[start PROVIDED RECORDS]

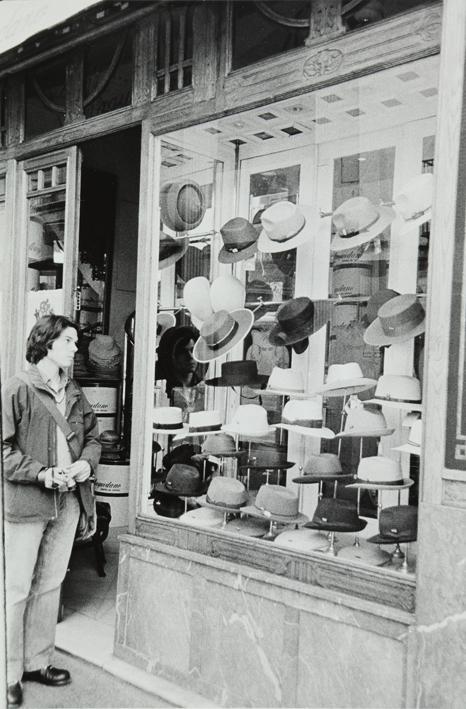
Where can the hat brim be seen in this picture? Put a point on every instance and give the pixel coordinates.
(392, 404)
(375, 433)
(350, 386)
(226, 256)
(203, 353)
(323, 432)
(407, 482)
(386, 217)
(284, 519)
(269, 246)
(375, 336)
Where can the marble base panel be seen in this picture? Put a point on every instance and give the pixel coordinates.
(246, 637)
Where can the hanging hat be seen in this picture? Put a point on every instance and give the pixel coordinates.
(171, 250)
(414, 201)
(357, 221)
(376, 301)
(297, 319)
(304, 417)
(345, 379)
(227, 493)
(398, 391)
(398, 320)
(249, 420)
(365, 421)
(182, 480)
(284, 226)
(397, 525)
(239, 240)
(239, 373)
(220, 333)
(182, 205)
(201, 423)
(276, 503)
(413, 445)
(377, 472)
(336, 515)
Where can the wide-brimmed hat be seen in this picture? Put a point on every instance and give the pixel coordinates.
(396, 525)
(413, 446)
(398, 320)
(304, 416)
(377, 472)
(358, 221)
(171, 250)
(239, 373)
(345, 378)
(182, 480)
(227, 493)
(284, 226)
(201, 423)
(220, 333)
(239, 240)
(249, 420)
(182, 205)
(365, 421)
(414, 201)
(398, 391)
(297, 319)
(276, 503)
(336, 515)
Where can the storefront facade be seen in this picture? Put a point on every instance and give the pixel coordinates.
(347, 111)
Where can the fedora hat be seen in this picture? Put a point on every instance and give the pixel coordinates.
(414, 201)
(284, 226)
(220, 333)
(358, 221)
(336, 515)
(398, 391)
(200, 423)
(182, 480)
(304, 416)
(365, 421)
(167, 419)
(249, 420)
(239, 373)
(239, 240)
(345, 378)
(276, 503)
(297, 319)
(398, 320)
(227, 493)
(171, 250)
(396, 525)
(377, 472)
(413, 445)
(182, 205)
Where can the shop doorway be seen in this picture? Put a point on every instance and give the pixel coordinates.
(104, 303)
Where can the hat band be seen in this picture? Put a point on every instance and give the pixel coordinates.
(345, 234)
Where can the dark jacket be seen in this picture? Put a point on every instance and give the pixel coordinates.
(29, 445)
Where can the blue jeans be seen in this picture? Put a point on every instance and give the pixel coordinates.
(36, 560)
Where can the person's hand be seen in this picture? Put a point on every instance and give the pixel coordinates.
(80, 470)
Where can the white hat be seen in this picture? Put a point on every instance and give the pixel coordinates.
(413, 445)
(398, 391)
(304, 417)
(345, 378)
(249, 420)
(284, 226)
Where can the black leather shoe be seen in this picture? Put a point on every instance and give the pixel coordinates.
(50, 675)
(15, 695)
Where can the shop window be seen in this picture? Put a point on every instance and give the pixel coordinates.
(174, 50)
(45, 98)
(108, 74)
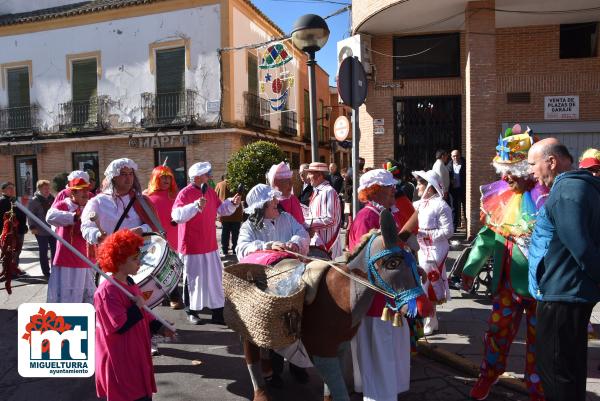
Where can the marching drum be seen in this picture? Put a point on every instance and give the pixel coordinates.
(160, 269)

[end PROVIDED RECORDS]
[start PROVIDED RECORDS]

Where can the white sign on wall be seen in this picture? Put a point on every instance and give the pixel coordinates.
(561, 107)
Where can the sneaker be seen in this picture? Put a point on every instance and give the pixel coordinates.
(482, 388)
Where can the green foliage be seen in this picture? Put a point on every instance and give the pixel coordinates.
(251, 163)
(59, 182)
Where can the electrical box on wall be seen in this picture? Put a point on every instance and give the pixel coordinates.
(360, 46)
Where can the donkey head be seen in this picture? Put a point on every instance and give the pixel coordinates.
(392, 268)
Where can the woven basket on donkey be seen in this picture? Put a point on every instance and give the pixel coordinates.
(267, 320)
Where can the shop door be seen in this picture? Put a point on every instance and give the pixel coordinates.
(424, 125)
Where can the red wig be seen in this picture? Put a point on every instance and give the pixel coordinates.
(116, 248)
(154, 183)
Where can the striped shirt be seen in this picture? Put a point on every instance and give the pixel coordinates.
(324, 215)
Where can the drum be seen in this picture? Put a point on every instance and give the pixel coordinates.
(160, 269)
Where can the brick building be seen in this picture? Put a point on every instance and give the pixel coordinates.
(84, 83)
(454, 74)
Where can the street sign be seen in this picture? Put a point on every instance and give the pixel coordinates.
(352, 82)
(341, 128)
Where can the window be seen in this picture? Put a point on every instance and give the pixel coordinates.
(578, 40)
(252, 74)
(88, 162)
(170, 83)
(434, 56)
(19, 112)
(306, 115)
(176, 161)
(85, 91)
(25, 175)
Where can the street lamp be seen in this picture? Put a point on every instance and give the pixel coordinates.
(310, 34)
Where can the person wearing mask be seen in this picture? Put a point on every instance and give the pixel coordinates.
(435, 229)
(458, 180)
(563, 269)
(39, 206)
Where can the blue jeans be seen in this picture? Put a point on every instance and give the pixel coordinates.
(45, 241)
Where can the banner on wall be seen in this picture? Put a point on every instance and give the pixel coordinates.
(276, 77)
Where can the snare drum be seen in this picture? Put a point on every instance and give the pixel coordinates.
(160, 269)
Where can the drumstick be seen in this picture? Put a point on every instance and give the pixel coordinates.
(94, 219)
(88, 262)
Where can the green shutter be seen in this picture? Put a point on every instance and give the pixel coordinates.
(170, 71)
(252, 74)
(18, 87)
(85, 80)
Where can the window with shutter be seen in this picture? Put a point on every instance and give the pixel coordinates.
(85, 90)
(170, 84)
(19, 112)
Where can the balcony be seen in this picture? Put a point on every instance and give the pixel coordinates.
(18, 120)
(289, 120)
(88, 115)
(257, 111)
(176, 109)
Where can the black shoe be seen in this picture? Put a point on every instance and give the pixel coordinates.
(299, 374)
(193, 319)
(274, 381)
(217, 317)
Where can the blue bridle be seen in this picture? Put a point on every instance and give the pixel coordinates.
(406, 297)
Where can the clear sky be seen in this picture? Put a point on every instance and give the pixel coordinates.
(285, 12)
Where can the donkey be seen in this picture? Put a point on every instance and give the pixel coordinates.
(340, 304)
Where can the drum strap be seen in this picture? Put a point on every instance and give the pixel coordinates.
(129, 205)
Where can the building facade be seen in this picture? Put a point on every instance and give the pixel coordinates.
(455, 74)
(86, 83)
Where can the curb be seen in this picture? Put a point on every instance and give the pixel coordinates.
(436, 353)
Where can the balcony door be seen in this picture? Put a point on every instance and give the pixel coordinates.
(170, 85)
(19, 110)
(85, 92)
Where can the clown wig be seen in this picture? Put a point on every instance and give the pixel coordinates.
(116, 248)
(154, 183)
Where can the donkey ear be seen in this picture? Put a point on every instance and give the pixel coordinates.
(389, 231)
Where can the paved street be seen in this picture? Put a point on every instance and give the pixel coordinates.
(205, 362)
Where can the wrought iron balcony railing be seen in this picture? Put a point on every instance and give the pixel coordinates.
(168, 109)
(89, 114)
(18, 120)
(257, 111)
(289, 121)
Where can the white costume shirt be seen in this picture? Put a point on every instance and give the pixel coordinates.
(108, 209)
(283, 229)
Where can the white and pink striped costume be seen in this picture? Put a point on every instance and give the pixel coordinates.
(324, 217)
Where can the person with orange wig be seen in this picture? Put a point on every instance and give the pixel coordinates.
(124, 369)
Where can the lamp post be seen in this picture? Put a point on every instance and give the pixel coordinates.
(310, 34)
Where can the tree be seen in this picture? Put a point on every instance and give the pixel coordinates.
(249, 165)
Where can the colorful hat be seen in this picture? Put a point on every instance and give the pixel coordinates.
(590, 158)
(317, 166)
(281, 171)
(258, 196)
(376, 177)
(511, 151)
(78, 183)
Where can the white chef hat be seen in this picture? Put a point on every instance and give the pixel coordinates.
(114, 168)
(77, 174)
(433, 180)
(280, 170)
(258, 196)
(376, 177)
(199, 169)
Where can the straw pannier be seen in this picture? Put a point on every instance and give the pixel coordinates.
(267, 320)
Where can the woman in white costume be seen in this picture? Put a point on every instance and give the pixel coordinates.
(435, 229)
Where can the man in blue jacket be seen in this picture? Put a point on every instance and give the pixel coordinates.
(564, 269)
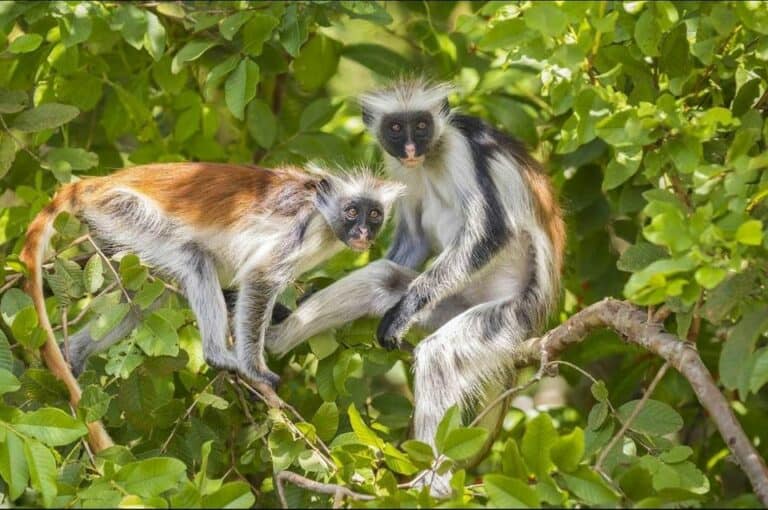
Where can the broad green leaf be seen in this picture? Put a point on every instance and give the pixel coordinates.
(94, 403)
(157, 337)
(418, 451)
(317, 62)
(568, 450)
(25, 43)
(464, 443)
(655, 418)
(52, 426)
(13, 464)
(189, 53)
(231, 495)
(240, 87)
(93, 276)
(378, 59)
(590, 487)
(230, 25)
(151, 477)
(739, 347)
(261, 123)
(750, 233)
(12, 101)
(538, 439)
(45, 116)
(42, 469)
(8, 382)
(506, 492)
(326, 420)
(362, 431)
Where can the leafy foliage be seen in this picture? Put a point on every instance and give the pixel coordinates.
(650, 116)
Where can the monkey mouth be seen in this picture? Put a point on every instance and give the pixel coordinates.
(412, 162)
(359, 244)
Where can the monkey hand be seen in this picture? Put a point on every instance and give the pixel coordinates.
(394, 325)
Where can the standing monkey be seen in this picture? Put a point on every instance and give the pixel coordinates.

[end PROVIDED RECORDS]

WHAT THE TASK REQUIRES
How many lines contain the word "sign"? Give only the number.

WRITTEN SOLUTION
2